▶ _THE REQUEST_: Update the records below by replacing every occurrence of "red tiled roof" with "terracotta roof", leaving everything else unchanged.

** START OF MATERIAL **

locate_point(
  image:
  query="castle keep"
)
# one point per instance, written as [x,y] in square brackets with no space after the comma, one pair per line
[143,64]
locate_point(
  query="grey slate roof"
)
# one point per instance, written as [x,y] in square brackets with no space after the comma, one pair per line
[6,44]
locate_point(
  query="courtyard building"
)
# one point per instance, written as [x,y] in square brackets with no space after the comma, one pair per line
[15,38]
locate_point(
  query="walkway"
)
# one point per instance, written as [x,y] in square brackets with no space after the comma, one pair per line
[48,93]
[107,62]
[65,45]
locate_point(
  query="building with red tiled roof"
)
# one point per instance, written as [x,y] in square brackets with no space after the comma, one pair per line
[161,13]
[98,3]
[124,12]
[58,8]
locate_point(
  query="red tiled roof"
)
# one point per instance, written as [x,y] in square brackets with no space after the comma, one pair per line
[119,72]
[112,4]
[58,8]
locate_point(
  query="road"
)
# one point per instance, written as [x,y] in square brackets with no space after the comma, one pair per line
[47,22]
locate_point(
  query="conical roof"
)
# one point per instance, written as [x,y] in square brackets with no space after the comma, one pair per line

** END OF MATERIAL **

▶ _SOLVED PROBLEM_:
locate_point(
  image:
  query="castle keep"
)
# one point per instance, written as [x,y] in square brackets with no space after the comma, one pair per line
[143,64]
locate_point(
  query="grey slate roof"
)
# one point per instance, written as [x,y] in square brackets with no space after the comma, one pair per line
[6,44]
locate_point(
  query="courtyard building"
)
# one point per instance, written as [x,y] in square brackets with no space after the comma, one pair per line
[15,38]
locate_point(
  query="walkway"
)
# one point per instance, written as [x,y] in square brackets with no space after the comma, one pair per line
[48,93]
[107,62]
[65,45]
locate_point(
  query="building with terracotta roof"
)
# one point per instance, written as [x,y] in square brackets with no space after the comma, one pair per line
[161,13]
[98,3]
[124,12]
[58,8]
locate_point(
  query="terracotta roof"
)
# one point per instance, written as [x,y] in square brackets with no space after the comma, one pair per line
[119,72]
[112,4]
[58,8]
locate_point(
  query="road"
)
# one point per instance, written as [x,y] in square brackets with no space after the comma, one pair per line
[47,22]
locate_point(
  query="conical roof"
)
# one point per instance, written as [x,y] in square brackets with no space after the comma, one pair per line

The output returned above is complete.